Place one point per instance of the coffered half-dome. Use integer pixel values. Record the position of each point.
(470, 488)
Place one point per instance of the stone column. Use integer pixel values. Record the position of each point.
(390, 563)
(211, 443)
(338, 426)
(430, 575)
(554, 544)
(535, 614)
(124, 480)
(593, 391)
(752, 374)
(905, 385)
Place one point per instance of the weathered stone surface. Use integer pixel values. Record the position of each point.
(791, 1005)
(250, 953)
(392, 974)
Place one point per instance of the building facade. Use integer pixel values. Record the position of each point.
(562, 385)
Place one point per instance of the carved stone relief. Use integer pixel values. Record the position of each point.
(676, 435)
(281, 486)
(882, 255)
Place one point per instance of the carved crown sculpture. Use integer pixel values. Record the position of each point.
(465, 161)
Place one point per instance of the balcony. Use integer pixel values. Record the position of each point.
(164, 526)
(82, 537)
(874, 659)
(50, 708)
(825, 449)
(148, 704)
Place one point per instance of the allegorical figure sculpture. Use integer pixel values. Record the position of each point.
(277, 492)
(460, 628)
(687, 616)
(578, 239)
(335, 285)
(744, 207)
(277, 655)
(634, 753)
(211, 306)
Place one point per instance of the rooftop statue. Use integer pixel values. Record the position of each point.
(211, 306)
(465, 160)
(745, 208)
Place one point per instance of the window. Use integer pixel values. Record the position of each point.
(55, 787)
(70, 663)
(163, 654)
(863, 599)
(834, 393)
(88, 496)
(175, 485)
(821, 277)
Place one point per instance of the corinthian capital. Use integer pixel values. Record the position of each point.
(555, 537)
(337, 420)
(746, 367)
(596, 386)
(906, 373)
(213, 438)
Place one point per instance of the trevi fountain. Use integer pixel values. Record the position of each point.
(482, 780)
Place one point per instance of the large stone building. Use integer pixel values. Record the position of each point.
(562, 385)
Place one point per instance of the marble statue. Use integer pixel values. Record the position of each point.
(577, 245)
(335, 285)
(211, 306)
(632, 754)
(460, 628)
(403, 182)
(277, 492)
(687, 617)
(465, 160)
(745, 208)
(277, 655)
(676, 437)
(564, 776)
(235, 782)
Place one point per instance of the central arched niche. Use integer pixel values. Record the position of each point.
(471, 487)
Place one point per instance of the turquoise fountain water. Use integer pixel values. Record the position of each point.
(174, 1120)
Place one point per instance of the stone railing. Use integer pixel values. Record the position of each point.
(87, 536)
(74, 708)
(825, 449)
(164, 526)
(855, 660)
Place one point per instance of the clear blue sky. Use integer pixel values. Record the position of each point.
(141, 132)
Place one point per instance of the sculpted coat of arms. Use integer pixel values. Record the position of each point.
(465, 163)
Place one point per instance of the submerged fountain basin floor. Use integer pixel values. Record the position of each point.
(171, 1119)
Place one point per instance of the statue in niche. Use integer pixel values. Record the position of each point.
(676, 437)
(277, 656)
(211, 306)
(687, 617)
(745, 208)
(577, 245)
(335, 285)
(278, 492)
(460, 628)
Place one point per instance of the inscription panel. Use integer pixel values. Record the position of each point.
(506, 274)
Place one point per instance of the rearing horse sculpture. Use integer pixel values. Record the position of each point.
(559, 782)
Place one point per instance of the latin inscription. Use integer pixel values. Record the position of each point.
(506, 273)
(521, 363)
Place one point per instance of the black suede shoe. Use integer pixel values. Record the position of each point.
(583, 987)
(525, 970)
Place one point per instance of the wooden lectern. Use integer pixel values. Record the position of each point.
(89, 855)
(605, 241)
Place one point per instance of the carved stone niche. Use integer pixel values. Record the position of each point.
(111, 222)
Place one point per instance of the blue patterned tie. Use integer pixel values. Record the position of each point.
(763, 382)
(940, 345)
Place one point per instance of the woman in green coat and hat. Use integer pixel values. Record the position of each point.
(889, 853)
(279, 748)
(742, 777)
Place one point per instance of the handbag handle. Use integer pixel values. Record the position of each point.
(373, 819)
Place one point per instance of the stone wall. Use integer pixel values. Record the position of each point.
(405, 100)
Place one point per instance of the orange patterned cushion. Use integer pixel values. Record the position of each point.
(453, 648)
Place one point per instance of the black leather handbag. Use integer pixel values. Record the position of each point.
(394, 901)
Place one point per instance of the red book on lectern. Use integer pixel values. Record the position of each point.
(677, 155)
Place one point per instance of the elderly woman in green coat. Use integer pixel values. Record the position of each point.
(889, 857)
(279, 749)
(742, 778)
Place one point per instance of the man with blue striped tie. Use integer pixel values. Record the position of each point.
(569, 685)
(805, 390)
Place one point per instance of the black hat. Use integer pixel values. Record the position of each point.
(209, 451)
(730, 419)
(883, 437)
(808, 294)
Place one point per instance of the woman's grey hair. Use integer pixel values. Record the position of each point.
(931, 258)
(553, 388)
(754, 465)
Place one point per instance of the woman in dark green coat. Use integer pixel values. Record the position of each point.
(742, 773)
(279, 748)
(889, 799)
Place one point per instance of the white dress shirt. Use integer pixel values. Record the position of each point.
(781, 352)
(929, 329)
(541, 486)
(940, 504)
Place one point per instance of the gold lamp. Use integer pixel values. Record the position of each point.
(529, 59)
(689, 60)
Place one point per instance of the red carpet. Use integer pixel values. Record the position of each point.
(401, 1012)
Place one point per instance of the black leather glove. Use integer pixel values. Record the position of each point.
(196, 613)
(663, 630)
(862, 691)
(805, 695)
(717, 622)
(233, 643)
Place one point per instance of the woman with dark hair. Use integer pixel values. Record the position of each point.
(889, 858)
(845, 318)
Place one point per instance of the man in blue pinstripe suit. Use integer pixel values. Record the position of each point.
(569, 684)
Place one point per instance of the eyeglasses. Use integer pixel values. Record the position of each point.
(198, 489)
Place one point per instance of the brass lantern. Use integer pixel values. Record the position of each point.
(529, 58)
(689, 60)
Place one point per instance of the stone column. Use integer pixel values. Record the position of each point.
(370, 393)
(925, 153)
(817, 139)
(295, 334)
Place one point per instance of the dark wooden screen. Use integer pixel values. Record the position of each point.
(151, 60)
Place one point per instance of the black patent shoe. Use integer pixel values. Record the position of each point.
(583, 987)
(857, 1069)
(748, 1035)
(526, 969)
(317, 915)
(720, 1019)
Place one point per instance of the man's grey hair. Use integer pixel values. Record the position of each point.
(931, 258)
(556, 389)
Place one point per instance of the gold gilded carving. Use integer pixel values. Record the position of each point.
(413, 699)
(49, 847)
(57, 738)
--------
▸ **REQUIREMENT**: When you write the entries out again, keep every word and mark exactly as it is.

▸ **EXPECTED ANSWER**:
Place one point per instance of the coffered half-dome. Use integer pixel values. Record the position of each point.
(470, 488)
Place one point per instance of the stone column. Use integer pixel values. Record the position of each point.
(390, 563)
(211, 443)
(338, 426)
(430, 575)
(554, 544)
(535, 614)
(124, 480)
(593, 391)
(752, 374)
(905, 385)
Place one point per instance of the weathered stone surface. Use integer pixel values. Record the position of each point.
(791, 1005)
(250, 953)
(392, 974)
Place one point per instance of the building facade. Use integer pixel values. Record the position of each point.
(562, 385)
Place one point per instance of the carved stone relief. Use integer pixel values. Record the position of each point.
(676, 435)
(281, 486)
(882, 255)
Place one point per instance of the carved crown sculpture. Use integer pixel values. Record the position of each point.
(465, 161)
Place one point per instance of the balcony. Use integer pixel values. Record the position of each point.
(164, 526)
(82, 537)
(874, 659)
(50, 708)
(825, 449)
(148, 704)
Place one point per instance of the allegorical figure sculpture. Use integer pixel values. Record the position of each point.
(277, 492)
(460, 628)
(687, 616)
(578, 239)
(335, 285)
(744, 207)
(277, 655)
(634, 753)
(211, 306)
Place one point per instance of the rooftop statue. Use integer pixel values. Record the position of each point.
(211, 306)
(465, 160)
(745, 208)
Place one point per instance of the window. Use integer pixel values. Record the position of each point.
(55, 787)
(70, 663)
(163, 654)
(863, 599)
(834, 393)
(88, 496)
(175, 485)
(821, 277)
Place one point per instance of the corinthian capital. Use integer pixel values. Record the position of each point.
(555, 537)
(337, 420)
(746, 367)
(596, 386)
(906, 373)
(213, 438)
Place one point per instance of the trevi fountain. Use integer pixel values. Record the position of each point.
(482, 780)
Place one point per instance of the large stone building. Use integer pixel values. Record the position of each point.
(562, 385)
Place one point per instance of the marble statue. Use integer pixel values. Record the position of each point.
(577, 245)
(335, 285)
(211, 306)
(632, 754)
(460, 628)
(403, 182)
(277, 492)
(687, 617)
(465, 160)
(745, 208)
(277, 655)
(676, 437)
(564, 776)
(235, 782)
Place one point per instance of the central arched niche. Use integer pixel values. Record the position of each point.
(471, 487)
Place one point per instance of the turquoise fountain water. Use integer pixel values. Record the position of each point.
(174, 1120)
Place one point per instance of the stone railing. Use integer pixel values. Record the position of each point.
(87, 536)
(74, 708)
(825, 449)
(164, 526)
(855, 660)
Place one point per instance of the clear blue sky. Use integer pixel values. Record the position of each point.
(141, 132)
Place one point per instance of the sculpted coat of arms. Use integer pixel values. Record the position of each point.
(465, 163)
Place one point per instance of the submerged fountain basin floor. Use integer pixel values. Record the position of each point.
(171, 1119)
Place one point per instance of the statue in niche. Use integer pixel values. Record the position of each point.
(676, 437)
(277, 656)
(211, 306)
(687, 617)
(745, 208)
(577, 245)
(335, 285)
(278, 492)
(460, 628)
Place one point per instance of the inscription panel. Use integer pixel values. Record the position of each point.
(506, 274)
Place one point per instance of the rearing horse sculpture. Use integer pixel values. Record the position of each point.
(559, 782)
Place one point per instance of the latin inscription. Use integer pixel values. Record the position of each point.
(506, 273)
(521, 363)
Place one point per instance of the black suede shoe. Use integer pixel values. Record the position of each point.
(583, 987)
(525, 970)
Place one point per instance of the wooden lectern. Use integer pixel values. Record the position of each point.
(89, 855)
(605, 241)
Place one point per instance of the carved stone niche. Use integer pixel values. Record the position of each point.
(111, 222)
Place one point per instance of the blue patterned tie. Use integer pixel values. Record the position of each point.
(763, 382)
(940, 345)
Place one point per instance of the woman in green coat and hat. Use integer pixel values. Record the position of each point.
(889, 853)
(279, 748)
(742, 777)
Place one point per instance of the handbag handle. Use integer pixel values. Record the position of each point.
(373, 819)
Place one point per instance of the stone wall. Use integer pixel values. Record the position of each point.
(405, 100)
Place one point per instance of the orange patterned cushion. Use integer pixel values. Record the position of each point.
(453, 648)
Place one point per instance of the black leather handbag. Use integer pixel values. Record the position of each point.
(394, 901)
Place one point per instance of the red book on lectern. Use integer pixel values. Record the position of each point.
(677, 155)
Place one point per instance of the elderly woman in green coat. Use integer pixel values. Record the position of each point.
(889, 857)
(279, 749)
(742, 778)
Place one point per instance of the man with blue striped tie. Use integer pixel values. Record the position of each point.
(569, 685)
(805, 390)
Place one point per instance of the black hat. Use integer pixel values. Record the position of each point.
(209, 451)
(730, 419)
(883, 437)
(808, 294)
Place one point per instance of the woman's grey hair. Use integer pixel values. Record the position of each point.
(931, 258)
(553, 388)
(754, 465)
Place one point per instance of the woman in dark green coat. Use integer pixel values. Record the position of each point.
(742, 773)
(279, 748)
(889, 799)
Place one point per instance of the white dress shirt. Use integer pixel values. Record the position of each point.
(781, 352)
(929, 329)
(541, 486)
(940, 504)
Place one point per instance of the gold lamp. Use integer pixel values. Record the position of each point.
(529, 59)
(689, 60)
Place one point per instance of the red carpet. Use integer pixel values. Record the position of each point.
(401, 1012)
Place one point per instance of the black leather glove. Use integer pixel values. Record the position of each point.
(196, 613)
(663, 630)
(862, 691)
(805, 695)
(717, 622)
(233, 643)
Place one point per instance of the woman with dark hair. Use integer pixel values. Record the position of each point.
(889, 858)
(845, 318)
Place one point per instance of the man in blue pinstripe suit. Use integer pixel values. Record the position of each point.
(569, 684)
Place one point per instance of the eyeglasses. Use integer pixel values. Record the position of each point.
(198, 489)
Place one point per instance of the brass lantern. Use integer pixel values. Record the position of each point.
(529, 58)
(689, 60)
Place one point per instance of the stone column. Use integer pixel values. Record the position of each point.
(370, 393)
(925, 153)
(817, 139)
(295, 334)
Place one point per instance of the dark wooden screen. Use integer pixel values. Record the position of each point.
(151, 60)
Place one point per instance of the black patent shoe. Use integer pixel values. Record the position of each point.
(583, 987)
(857, 1069)
(748, 1035)
(526, 969)
(317, 915)
(720, 1019)
Place one point per instance of the man's grey hair. Use integer pixel values. Record the position of each point.
(931, 258)
(556, 389)
Place one point per instance of the gold gilded carving. Use integer pixel values. Record the position of each point.
(413, 699)
(49, 847)
(57, 738)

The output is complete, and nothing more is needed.